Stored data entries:
------------------------------------------------
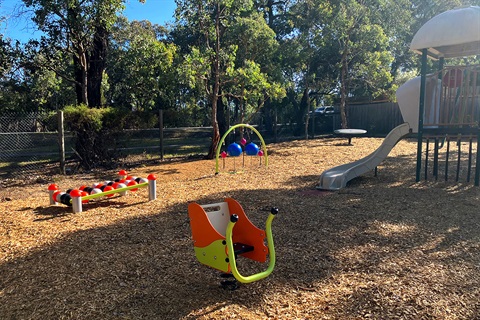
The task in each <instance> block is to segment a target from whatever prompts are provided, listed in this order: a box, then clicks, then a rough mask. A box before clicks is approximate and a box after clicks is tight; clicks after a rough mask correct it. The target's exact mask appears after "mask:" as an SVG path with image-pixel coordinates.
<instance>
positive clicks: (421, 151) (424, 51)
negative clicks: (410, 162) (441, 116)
mask: <svg viewBox="0 0 480 320" xmlns="http://www.w3.org/2000/svg"><path fill="white" fill-rule="evenodd" d="M426 78H427V49H422V69H421V77H420V101H419V108H418V109H419V111H418V141H417V170H416V177H415V181H417V182H419V181H420V172H421V170H422V142H423V141H422V140H423V114H424V110H425V85H426Z"/></svg>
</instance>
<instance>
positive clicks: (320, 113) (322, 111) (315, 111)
mask: <svg viewBox="0 0 480 320" xmlns="http://www.w3.org/2000/svg"><path fill="white" fill-rule="evenodd" d="M314 112H315V115H325V114H333V113H334V112H335V109H334V108H333V107H332V106H324V107H318V108H316V109H315V111H314ZM310 113H311V112H310Z"/></svg>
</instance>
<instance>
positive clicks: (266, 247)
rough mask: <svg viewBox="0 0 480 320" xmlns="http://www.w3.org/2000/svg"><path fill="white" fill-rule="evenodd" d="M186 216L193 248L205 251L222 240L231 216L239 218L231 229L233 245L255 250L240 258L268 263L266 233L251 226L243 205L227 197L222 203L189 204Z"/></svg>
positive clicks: (258, 228)
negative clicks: (210, 246) (253, 247)
mask: <svg viewBox="0 0 480 320" xmlns="http://www.w3.org/2000/svg"><path fill="white" fill-rule="evenodd" d="M188 214H189V217H190V227H191V230H192V238H193V241H194V246H195V247H199V248H204V247H207V246H209V245H210V244H212V243H213V242H214V241H217V240H223V239H225V233H226V226H227V225H228V222H229V221H230V215H232V214H236V215H238V217H239V219H238V222H237V223H236V224H235V227H234V228H233V236H232V240H233V242H234V243H242V244H246V245H249V246H253V247H254V250H253V251H250V252H246V253H242V254H241V256H243V257H246V258H249V259H252V260H255V261H259V262H265V261H266V260H267V255H268V248H267V246H266V245H265V231H264V230H261V229H259V228H257V227H256V226H255V225H253V223H252V222H251V221H250V220H249V219H248V217H247V216H246V214H245V212H244V210H243V208H242V206H241V205H240V204H239V203H238V202H237V201H235V200H234V199H232V198H227V199H225V202H221V203H215V204H208V205H199V204H197V203H190V204H189V206H188ZM226 251H227V249H226V246H225V252H226Z"/></svg>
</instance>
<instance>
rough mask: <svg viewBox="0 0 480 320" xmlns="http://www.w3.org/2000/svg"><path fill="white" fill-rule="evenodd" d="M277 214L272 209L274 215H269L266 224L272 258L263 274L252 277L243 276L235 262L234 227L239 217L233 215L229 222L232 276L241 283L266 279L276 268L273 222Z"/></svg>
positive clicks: (230, 249) (262, 273)
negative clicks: (264, 278) (273, 239)
mask: <svg viewBox="0 0 480 320" xmlns="http://www.w3.org/2000/svg"><path fill="white" fill-rule="evenodd" d="M275 213H276V212H275ZM275 213H273V209H272V213H270V214H269V215H268V218H267V222H266V230H265V231H266V233H267V245H268V251H269V257H270V259H269V260H270V262H269V264H268V268H267V269H266V270H265V271H263V272H259V273H256V274H252V275H250V276H242V275H241V274H240V272H239V271H238V269H237V261H236V260H235V250H234V249H233V241H232V231H233V227H234V226H235V223H236V222H237V220H238V216H237V215H232V217H231V219H230V221H229V222H228V225H227V231H226V240H227V248H228V259H229V262H230V266H231V269H232V274H233V276H234V277H235V279H237V280H238V281H239V282H242V283H250V282H254V281H257V280H260V279H263V278H266V277H268V276H269V275H270V273H272V271H273V268H274V267H275V248H274V246H273V235H272V221H273V219H274V218H275Z"/></svg>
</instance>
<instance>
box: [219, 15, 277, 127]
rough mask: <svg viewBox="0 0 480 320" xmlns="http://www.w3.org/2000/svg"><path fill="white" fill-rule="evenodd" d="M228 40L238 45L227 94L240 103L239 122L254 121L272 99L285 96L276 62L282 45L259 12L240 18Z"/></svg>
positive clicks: (232, 31) (232, 28) (227, 33)
mask: <svg viewBox="0 0 480 320" xmlns="http://www.w3.org/2000/svg"><path fill="white" fill-rule="evenodd" d="M225 41H226V42H227V43H229V44H232V45H234V46H236V48H237V49H236V54H235V61H234V67H233V68H229V69H227V73H226V81H225V86H224V90H223V91H224V95H225V96H226V97H228V98H233V100H234V101H235V102H236V104H235V106H236V109H237V110H236V111H237V112H236V114H238V115H239V117H238V119H237V120H238V121H239V122H250V121H251V119H252V117H253V115H255V114H256V113H258V112H259V111H260V110H261V109H262V108H263V106H264V104H265V102H266V101H268V100H278V99H281V98H283V97H284V96H285V89H284V88H283V87H282V85H281V84H280V82H279V80H280V79H279V77H278V74H277V72H278V71H276V69H278V68H276V67H278V65H275V64H273V63H272V60H273V58H274V56H275V54H277V53H278V50H279V45H278V41H277V40H276V39H275V33H274V32H273V30H272V29H271V28H270V27H269V26H268V25H267V24H266V22H265V20H264V18H263V17H262V16H261V15H260V14H259V13H256V12H253V13H251V14H249V15H248V16H246V17H241V18H238V19H237V21H236V23H235V24H233V25H232V27H231V29H230V32H229V33H227V34H226V36H225Z"/></svg>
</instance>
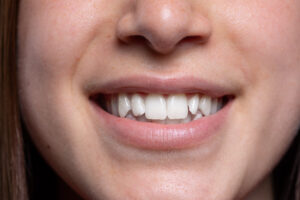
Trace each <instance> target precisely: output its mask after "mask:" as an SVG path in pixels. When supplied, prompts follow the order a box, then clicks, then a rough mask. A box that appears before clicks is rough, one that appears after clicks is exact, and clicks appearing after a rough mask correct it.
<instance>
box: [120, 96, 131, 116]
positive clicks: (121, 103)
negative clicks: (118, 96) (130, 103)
mask: <svg viewBox="0 0 300 200" xmlns="http://www.w3.org/2000/svg"><path fill="white" fill-rule="evenodd" d="M118 107H119V115H120V117H125V116H126V114H127V113H128V111H129V110H130V109H131V106H130V100H129V97H128V95H127V94H119V97H118Z"/></svg>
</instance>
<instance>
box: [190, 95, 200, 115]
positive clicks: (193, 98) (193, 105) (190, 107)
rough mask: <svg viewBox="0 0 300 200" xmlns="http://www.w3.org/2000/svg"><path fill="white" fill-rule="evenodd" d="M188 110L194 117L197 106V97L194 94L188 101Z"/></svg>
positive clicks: (198, 96) (198, 102)
mask: <svg viewBox="0 0 300 200" xmlns="http://www.w3.org/2000/svg"><path fill="white" fill-rule="evenodd" d="M188 104H189V110H190V112H191V113H192V114H193V115H194V114H196V112H197V110H198V106H199V95H198V94H195V95H194V96H192V97H190V99H189V101H188Z"/></svg>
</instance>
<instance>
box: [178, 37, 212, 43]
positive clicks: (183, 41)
mask: <svg viewBox="0 0 300 200" xmlns="http://www.w3.org/2000/svg"><path fill="white" fill-rule="evenodd" d="M207 41H208V38H207V37H202V36H197V35H195V36H187V37H185V38H183V39H182V40H181V41H180V42H179V43H178V44H181V43H194V44H204V43H206V42H207Z"/></svg>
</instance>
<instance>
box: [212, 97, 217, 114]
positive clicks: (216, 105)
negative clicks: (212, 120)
mask: <svg viewBox="0 0 300 200" xmlns="http://www.w3.org/2000/svg"><path fill="white" fill-rule="evenodd" d="M217 111H218V99H217V98H214V99H213V100H212V101H211V111H210V114H211V115H212V114H215V113H216V112H217Z"/></svg>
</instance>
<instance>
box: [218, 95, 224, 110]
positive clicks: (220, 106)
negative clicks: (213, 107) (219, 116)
mask: <svg viewBox="0 0 300 200" xmlns="http://www.w3.org/2000/svg"><path fill="white" fill-rule="evenodd" d="M222 107H223V99H222V98H221V99H219V100H218V107H217V110H218V111H219V110H221V108H222Z"/></svg>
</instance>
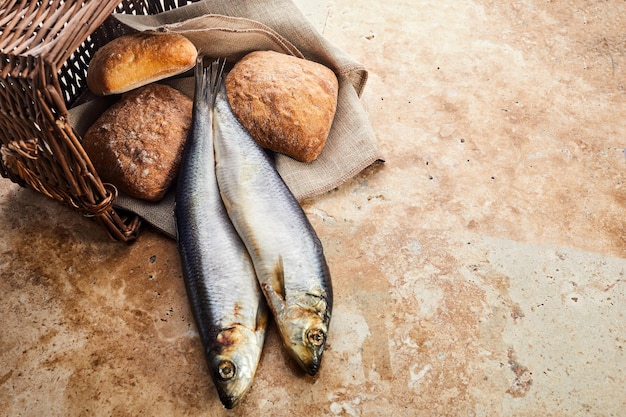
------------------------------------------------
**What you should do**
The lines above, starting at the one with "positive clicks: (320, 113)" and ending at the one with "positive clicks: (258, 228)", are the only ones to return, exactly as written.

**The answer**
positive clicks: (320, 113) (322, 111) (315, 111)
mask: <svg viewBox="0 0 480 320" xmlns="http://www.w3.org/2000/svg"><path fill="white" fill-rule="evenodd" d="M314 112H315V115H325V114H333V113H334V112H335V109H334V108H333V107H332V106H324V107H318V108H316V109H315V111H314ZM310 113H311V112H310Z"/></svg>
</instance>
<instance>
positive clicks: (266, 247)
rough mask: <svg viewBox="0 0 480 320" xmlns="http://www.w3.org/2000/svg"><path fill="white" fill-rule="evenodd" d="M186 216L193 248L205 251L222 240L231 216L239 218L231 229L233 245L255 250L240 258L268 263L266 233L251 226L243 205L227 197L222 203L189 204Z"/></svg>
positive clicks: (258, 228)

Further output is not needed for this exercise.